Point-per-instance localization data:
※ ※ ※
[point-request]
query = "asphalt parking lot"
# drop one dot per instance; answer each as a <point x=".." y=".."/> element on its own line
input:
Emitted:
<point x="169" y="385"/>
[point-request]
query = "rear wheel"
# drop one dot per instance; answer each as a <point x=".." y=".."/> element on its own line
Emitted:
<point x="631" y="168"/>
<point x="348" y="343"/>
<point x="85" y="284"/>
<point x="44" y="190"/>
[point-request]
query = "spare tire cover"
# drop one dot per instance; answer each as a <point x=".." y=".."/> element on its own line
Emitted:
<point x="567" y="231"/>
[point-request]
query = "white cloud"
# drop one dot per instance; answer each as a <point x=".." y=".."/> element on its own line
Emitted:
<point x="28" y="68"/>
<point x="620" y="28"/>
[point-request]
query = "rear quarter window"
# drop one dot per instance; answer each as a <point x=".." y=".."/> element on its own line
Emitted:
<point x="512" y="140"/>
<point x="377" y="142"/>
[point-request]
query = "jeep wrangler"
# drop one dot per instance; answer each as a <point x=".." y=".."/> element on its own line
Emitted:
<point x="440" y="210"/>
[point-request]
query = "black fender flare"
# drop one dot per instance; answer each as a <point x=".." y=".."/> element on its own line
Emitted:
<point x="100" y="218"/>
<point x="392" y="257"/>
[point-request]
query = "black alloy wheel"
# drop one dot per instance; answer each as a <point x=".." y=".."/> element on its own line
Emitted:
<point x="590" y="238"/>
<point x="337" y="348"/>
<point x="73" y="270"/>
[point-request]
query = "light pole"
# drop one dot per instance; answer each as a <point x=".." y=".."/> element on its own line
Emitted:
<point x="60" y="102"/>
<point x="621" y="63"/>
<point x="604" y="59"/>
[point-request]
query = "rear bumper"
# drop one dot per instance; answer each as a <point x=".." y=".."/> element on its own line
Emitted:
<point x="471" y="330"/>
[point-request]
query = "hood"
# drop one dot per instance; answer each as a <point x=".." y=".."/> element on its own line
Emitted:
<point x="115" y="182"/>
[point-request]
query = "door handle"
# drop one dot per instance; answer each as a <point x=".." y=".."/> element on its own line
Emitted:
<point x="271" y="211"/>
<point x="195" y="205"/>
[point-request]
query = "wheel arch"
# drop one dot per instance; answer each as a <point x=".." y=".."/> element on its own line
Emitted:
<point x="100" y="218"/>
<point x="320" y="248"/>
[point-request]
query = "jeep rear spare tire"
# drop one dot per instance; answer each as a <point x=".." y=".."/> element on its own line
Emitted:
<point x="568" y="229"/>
※ ※ ※
• ABOUT THIS EXERCISE
Bring together every line in the entries that holds the string "spare".

• SOLUTION
query = "spare tire cover"
query = "jeep rear spare tire"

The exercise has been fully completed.